Exercise objective. Can you reproduce every one of the records below word for word, leaving the pictures out?

────────────────

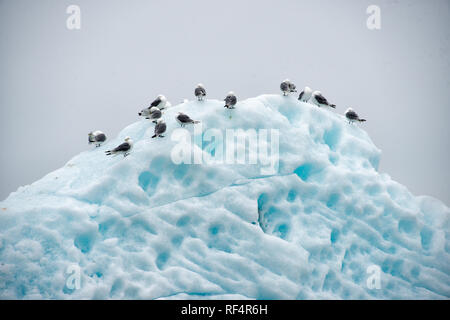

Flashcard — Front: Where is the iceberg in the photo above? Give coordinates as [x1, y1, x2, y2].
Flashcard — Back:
[0, 95, 450, 299]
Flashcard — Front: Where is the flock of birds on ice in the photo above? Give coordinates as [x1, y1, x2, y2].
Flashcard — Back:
[88, 79, 366, 157]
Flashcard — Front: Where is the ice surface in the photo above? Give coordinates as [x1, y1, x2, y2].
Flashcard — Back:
[0, 95, 450, 299]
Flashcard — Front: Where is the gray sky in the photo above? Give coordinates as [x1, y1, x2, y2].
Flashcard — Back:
[0, 0, 450, 204]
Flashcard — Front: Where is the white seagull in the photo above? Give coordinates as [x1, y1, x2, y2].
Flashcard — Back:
[88, 130, 106, 148]
[345, 108, 366, 123]
[311, 91, 336, 108]
[105, 137, 133, 157]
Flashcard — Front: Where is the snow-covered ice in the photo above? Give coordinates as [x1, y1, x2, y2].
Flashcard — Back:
[0, 95, 450, 299]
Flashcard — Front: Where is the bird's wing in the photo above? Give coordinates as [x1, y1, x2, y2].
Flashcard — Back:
[195, 87, 206, 96]
[280, 82, 289, 91]
[155, 123, 167, 134]
[95, 133, 106, 142]
[113, 142, 130, 152]
[316, 94, 328, 105]
[177, 114, 192, 122]
[298, 91, 305, 100]
[149, 98, 161, 108]
[345, 111, 359, 120]
[150, 110, 162, 119]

────────────────

Solution for this task.
Flashcard — Front: Where is the iceberg in the photo above? Give coordinates as [x1, y1, x2, y2].
Flashcard — Back:
[0, 95, 450, 299]
Flashcard — Front: Where is the flock of birds on ice in the photo above? Give coordinates as [x1, y1, x2, y2].
Flashcard — Back:
[88, 79, 366, 157]
Flashcard — Front: Where is the ice surface in the photo above? Give coordinates as [x1, y1, x2, y2].
Flashcard — Back:
[0, 95, 450, 299]
Flashcard — Front: Where is the gray sky in the photo above? Give coordinates as [x1, y1, x2, y2].
Flashcard — Back:
[0, 0, 450, 204]
Flashcard — Front: Where is the white seagull in the photo above? Give coordinates as [x1, y1, x2, y2].
Flashcard — Back:
[88, 130, 106, 148]
[345, 108, 366, 123]
[311, 91, 336, 108]
[105, 137, 133, 157]
Flashcard — Front: Where is the snow-covered ice in the photo above? Give coordinates as [x1, y1, x2, y2].
Flashcard — Back:
[0, 95, 450, 299]
Flashcard — Front: Where is the bird's wing in the photo above? Give coordinates as [x1, y1, x2, y2].
Flashcard — Back:
[195, 87, 206, 96]
[280, 82, 289, 91]
[155, 123, 167, 134]
[95, 133, 106, 142]
[113, 142, 130, 152]
[316, 94, 328, 105]
[177, 114, 192, 122]
[298, 91, 305, 100]
[149, 98, 161, 108]
[345, 111, 359, 120]
[150, 110, 162, 119]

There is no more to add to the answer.